== Document text ==
-- -- --
Right, all of these things could be different aspects of a fifth force. 

And that may include neutrinos as well, which even though they are referred
to as particles are both particle-like and wave-like - so it is not clear
why they cannot be an aspect of a putative fifth force.

Even if not - the FF would certainly be the kind of "out" that skeptics in
the mainstream need to find, to partially justify the immense harm that they
have unwittingly done to society since 1989 by delaying all of this -
through pathological skepticism. 

If LANR had been explained by the mid nineties, then oil demand is
manageable, we do not covet it for economic growth - and there is probably
no Gulf War, right ? 

... 'fonly, as they say...

Jones

_____________________________________________
From: Mark 

Sturrock said:
"If the mystery particle is not a neutrino, "It would have to be something
we don't know about, an unknown particle that is also emitted by the sun and
has this effect, and that would be even more remarkable,"

And this article from a few weeks ago... which was mentioned on Vortex...
http://www.physorg.com/news/2011-04-atom-smasher-nature.html

"There could be some new force beyond the force that we know," said Giovanni
Punzi, a physicist with the international research team that is analyzing
the data from the US Department of Energy's Fermi National Accelerator
Laboratory.

"If it is confirmed, it could point to a whole new world of interactions,"
he told AFP.
-- -- --
[Image-grounded pointing data]
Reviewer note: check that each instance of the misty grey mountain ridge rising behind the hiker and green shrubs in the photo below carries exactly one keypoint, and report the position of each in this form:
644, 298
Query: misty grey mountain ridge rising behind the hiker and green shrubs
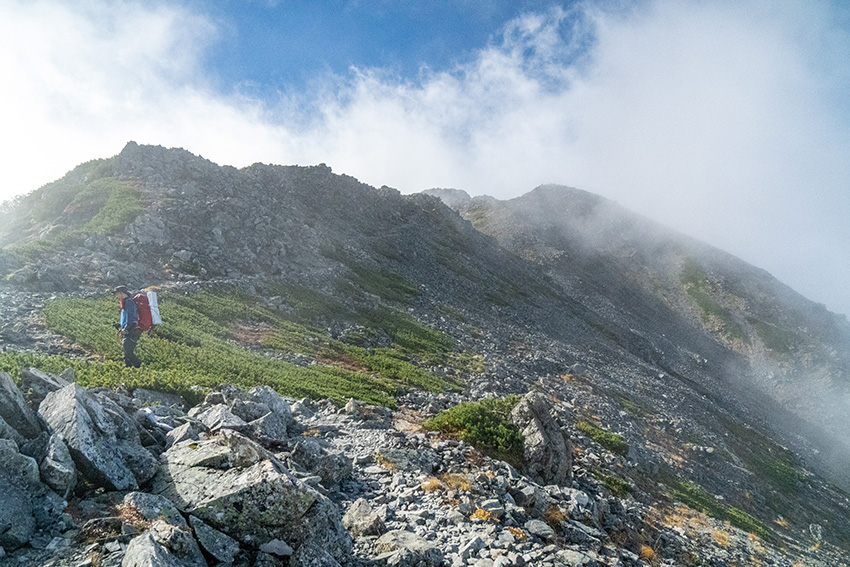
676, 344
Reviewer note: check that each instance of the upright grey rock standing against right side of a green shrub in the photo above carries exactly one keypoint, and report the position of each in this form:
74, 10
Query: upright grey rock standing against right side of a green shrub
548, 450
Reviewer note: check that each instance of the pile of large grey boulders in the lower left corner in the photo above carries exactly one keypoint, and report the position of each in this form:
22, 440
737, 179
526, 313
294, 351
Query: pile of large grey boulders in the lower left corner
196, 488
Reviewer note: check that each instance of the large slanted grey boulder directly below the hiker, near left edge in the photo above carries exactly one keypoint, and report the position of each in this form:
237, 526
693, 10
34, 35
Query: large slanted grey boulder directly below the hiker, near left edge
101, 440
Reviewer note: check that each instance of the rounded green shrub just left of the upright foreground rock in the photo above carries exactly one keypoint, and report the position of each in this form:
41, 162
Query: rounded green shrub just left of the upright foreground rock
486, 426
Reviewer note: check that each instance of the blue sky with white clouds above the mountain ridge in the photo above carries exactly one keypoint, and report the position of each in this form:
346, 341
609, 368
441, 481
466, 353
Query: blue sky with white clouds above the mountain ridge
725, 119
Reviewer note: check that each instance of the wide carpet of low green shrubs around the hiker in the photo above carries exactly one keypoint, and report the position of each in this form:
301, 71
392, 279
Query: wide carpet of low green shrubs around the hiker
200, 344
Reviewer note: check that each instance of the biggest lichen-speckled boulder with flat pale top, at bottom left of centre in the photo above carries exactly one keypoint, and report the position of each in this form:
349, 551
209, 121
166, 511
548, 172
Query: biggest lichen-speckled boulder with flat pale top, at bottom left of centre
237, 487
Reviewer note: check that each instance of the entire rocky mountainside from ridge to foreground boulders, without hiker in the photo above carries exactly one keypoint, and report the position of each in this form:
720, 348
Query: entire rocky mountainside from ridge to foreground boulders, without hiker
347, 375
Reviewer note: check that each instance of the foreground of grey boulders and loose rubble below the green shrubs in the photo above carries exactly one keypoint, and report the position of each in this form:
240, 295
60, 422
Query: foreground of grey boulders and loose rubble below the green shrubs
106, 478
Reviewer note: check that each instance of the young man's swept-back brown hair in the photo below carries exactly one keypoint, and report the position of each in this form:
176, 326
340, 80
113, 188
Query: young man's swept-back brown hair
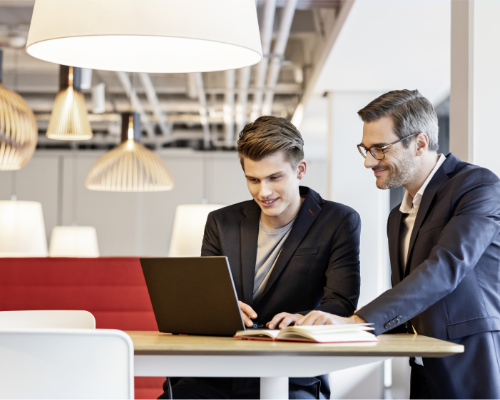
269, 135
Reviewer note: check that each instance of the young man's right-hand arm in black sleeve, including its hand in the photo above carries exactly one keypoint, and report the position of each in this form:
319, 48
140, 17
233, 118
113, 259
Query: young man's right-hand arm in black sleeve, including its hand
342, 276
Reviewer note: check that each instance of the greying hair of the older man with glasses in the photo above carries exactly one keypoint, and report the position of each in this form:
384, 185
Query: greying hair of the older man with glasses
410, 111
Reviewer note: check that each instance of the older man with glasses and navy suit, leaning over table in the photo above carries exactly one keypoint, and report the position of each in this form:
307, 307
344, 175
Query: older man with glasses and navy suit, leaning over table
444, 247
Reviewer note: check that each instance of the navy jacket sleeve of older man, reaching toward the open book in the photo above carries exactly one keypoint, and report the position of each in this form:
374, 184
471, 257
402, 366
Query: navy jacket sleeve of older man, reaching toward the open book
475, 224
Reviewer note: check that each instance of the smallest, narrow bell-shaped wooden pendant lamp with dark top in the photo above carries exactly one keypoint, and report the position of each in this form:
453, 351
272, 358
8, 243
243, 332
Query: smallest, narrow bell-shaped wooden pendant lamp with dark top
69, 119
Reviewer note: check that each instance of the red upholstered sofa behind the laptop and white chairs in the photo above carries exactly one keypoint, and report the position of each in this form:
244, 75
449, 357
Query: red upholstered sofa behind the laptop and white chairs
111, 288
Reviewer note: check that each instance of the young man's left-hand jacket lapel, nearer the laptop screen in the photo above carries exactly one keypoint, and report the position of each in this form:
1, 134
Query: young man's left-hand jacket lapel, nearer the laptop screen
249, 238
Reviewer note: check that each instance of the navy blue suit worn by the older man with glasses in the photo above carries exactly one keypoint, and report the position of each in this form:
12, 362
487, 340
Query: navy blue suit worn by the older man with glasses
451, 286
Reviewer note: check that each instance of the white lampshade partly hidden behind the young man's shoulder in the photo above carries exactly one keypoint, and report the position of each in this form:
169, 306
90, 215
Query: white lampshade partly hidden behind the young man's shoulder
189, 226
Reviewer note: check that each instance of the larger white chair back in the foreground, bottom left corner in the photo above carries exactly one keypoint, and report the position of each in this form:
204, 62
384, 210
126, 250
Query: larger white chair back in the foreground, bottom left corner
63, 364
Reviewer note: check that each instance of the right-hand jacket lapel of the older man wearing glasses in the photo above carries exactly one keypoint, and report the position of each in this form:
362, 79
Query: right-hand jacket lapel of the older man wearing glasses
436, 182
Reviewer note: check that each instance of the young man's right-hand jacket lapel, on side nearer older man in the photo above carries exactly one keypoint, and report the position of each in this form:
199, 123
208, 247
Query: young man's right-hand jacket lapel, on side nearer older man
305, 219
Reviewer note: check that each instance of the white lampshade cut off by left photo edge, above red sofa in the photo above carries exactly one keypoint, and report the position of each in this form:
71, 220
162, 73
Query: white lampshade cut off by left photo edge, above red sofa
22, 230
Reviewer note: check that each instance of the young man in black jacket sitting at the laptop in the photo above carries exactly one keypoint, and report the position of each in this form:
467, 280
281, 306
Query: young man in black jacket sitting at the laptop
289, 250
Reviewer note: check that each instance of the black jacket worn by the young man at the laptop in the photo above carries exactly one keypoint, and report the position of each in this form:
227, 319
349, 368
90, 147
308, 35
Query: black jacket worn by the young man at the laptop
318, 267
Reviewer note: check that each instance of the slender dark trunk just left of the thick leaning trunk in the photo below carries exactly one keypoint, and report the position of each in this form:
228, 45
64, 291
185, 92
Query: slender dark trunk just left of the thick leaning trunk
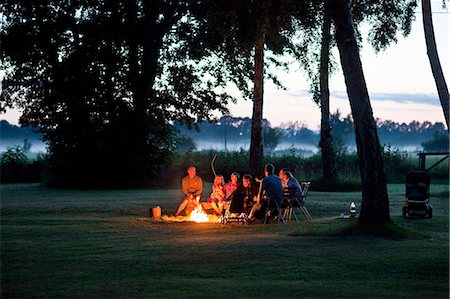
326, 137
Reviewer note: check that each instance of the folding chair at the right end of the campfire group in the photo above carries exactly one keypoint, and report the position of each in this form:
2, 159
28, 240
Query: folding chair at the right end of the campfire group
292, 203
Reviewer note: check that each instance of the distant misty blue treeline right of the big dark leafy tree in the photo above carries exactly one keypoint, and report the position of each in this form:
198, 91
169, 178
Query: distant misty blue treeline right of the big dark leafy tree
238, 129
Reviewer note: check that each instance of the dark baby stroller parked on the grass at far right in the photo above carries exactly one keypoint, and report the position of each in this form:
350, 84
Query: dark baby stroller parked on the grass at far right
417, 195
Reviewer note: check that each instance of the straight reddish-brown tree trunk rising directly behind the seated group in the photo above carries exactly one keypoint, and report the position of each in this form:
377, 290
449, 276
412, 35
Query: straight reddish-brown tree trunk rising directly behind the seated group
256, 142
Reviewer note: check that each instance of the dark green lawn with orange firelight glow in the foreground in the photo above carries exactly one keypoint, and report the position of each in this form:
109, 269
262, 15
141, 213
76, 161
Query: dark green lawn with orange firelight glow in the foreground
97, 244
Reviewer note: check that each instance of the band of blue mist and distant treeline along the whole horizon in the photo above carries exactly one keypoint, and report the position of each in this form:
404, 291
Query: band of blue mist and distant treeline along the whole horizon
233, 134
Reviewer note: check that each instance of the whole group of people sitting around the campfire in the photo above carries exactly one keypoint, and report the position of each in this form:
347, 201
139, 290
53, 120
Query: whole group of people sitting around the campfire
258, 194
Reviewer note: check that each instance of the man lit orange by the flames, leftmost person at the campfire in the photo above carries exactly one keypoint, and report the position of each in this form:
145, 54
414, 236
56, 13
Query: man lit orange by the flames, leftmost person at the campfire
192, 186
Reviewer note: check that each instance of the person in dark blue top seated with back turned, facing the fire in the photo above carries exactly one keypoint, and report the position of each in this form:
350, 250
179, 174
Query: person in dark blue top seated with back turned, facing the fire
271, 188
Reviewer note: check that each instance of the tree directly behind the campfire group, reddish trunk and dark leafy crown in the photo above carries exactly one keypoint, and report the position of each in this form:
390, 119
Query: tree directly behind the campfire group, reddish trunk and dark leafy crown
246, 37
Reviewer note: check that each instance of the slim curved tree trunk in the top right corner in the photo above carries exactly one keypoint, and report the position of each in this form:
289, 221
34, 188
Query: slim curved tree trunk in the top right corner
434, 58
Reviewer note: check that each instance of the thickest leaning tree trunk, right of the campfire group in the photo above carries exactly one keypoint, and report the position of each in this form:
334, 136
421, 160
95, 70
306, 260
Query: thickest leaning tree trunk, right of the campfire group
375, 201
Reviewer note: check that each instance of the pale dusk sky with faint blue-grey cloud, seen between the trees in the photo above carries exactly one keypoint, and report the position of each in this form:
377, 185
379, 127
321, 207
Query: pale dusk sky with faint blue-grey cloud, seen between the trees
-- -- --
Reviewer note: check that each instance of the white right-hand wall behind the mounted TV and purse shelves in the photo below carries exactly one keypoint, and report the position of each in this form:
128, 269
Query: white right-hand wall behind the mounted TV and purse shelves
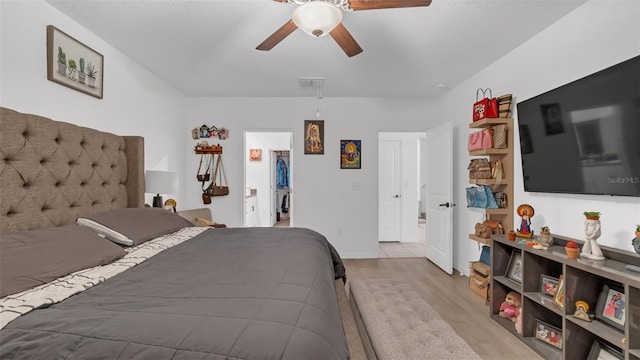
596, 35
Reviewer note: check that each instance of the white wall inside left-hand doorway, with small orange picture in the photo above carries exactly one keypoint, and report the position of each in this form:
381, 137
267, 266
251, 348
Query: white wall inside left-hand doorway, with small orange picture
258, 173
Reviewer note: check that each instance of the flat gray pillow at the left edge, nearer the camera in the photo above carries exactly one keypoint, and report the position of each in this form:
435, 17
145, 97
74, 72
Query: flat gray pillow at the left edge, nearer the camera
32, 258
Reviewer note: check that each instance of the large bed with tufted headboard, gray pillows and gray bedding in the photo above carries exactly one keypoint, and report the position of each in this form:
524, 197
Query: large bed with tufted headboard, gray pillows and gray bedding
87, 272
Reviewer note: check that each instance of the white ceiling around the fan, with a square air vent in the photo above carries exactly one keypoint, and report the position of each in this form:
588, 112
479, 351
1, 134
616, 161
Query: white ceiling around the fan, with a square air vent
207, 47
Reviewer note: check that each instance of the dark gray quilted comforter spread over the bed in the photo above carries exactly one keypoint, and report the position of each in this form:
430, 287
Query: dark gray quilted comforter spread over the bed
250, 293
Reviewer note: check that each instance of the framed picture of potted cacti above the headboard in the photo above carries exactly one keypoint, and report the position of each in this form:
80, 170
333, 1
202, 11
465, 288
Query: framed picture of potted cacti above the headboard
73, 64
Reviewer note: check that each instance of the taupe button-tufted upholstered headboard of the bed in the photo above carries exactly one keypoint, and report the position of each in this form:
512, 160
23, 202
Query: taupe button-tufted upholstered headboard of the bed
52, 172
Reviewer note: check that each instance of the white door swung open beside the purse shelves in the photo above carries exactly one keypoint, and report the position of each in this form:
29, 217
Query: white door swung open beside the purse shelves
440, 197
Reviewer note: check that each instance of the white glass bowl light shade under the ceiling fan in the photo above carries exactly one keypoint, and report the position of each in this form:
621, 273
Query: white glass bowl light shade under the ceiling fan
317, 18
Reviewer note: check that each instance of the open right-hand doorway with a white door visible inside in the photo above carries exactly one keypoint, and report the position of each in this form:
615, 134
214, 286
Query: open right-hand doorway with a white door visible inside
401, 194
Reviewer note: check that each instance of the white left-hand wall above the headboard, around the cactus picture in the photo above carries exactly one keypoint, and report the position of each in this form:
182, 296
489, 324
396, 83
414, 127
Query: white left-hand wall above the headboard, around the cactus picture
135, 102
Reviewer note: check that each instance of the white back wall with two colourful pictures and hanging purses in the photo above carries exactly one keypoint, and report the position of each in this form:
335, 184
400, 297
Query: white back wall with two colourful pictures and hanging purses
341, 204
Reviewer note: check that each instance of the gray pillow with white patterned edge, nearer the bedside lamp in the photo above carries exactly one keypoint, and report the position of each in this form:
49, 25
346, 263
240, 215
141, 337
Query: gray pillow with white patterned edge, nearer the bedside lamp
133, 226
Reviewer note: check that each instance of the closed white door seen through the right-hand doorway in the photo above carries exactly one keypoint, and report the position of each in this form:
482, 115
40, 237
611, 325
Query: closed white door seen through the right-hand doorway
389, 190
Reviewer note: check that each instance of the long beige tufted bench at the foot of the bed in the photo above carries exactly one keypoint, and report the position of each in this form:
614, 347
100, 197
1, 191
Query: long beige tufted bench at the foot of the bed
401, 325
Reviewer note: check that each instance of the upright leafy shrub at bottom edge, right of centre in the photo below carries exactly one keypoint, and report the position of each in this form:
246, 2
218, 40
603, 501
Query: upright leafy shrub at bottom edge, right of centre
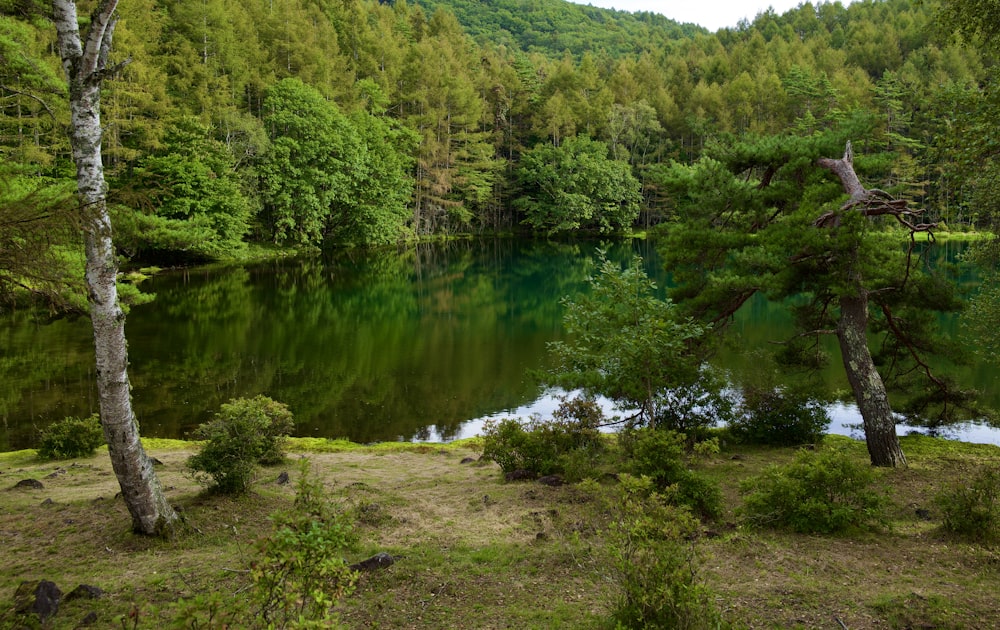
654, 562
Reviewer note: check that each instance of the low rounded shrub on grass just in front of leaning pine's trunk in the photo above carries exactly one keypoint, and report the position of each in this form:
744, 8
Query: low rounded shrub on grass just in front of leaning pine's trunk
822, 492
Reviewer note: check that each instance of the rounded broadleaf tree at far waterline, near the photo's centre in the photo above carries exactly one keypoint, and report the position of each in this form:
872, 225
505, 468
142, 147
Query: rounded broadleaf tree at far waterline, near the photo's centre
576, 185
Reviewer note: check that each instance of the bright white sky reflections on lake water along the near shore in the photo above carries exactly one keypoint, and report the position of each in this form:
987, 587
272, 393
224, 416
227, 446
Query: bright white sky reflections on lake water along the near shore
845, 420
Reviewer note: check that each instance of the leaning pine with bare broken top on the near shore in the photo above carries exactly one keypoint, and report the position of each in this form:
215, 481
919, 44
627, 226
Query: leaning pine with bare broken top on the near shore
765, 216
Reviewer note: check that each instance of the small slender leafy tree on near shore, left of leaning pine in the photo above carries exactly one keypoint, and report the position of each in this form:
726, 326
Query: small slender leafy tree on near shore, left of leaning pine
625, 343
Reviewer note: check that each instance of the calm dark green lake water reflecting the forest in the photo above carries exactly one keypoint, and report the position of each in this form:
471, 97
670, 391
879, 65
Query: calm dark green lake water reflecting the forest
-- -- --
== Problem 1 ==
According to the fifth-force post, why is it not clear that neutrinos cannot be an aspect of a putative fifth force?
== Problem 2 ==
Go on writing the fifth-force post, starting after its final line.

== Response area 1 ==
Neutrinos are called particles, but they are both particle-like and wave-like. Because of that dual nature, the post says it is not clear why they could not be an aspect of a putative fifth force.

== Response area 2 ==
While much remains a mystery, researchers agree that this is not the "God
Particle," or the Higgs-boson, a hypothetical elementary particle that has
long eluded physicists who believe it could explain why objects have mass.

"The Higgs-boson is a piece that goes into the puzzle that we already have,"
said Punzi. "Whereas this is something that goes a little bit beyond that --
a new interaction, a new force."

Punzi said the new observation behaves differently than the Higgs-boson,
which would be decaying into heavy quarks, or particles.

The new discovery "is decaying in normal quarks," Punzi said. "It has
different features," he added.

"One thing we know for sure -- it is not the Higgs-boson. That is the only
thing we know for sure."

-Mark



_____________________________________________ 
From:   Jones Beene [mailto:jone...@pacbell.net] 
Sent:   Monday, May 02, 2011 9:23 AM
To:     vortex-l@eskimo.com
Subject:        [Vo]:Watts-up with 28, 30, 33 day cycles?

Curious thing happens when you keep good lab notes over extended periods ...

Without getting into details yet, or addressing such niceties as Men Are
from Mars, Women Are from Venus... it is clear that different cosmological
cycles can influence activity in subtle ways ... and in not-so-subtle ways.

The same may apply to why experiments with nano-materials work better on
certain days than others. This is probably NOT a strained metaphor. It may
tell us something about the identity of hidden influences. Here is a
confirming story from which some of the implications of this post are
loosely based (just so you will know it is not moonshine):

http://news.stanford.edu/news/2010/august/sun-082310.html

The time between two full moons is ~ 29 days, 12 hours, 44 minutes but this
is longer than the time it takes the Moon to make one orbit around the Earth
with respect to the fixed stars (the sidereal month), which is about two
days shorter. This difference is caused by the fact that the Earth-Moon
system is orbiting around the Sun at the same time the Moon is orbiting
around the Earth.

In addition to that, and possibly far more relevant to the experimenter -
you have the Sun's rotation- or should I say double rotation.  The core of
the sun rotates at a different rate than its surface, and it works out to
every 33 days. The solar core is the source of solar neutrinos and is more
massive. 

Neutrinos "weakly interact" in principle but not always ... but that is
fodder for another grazing.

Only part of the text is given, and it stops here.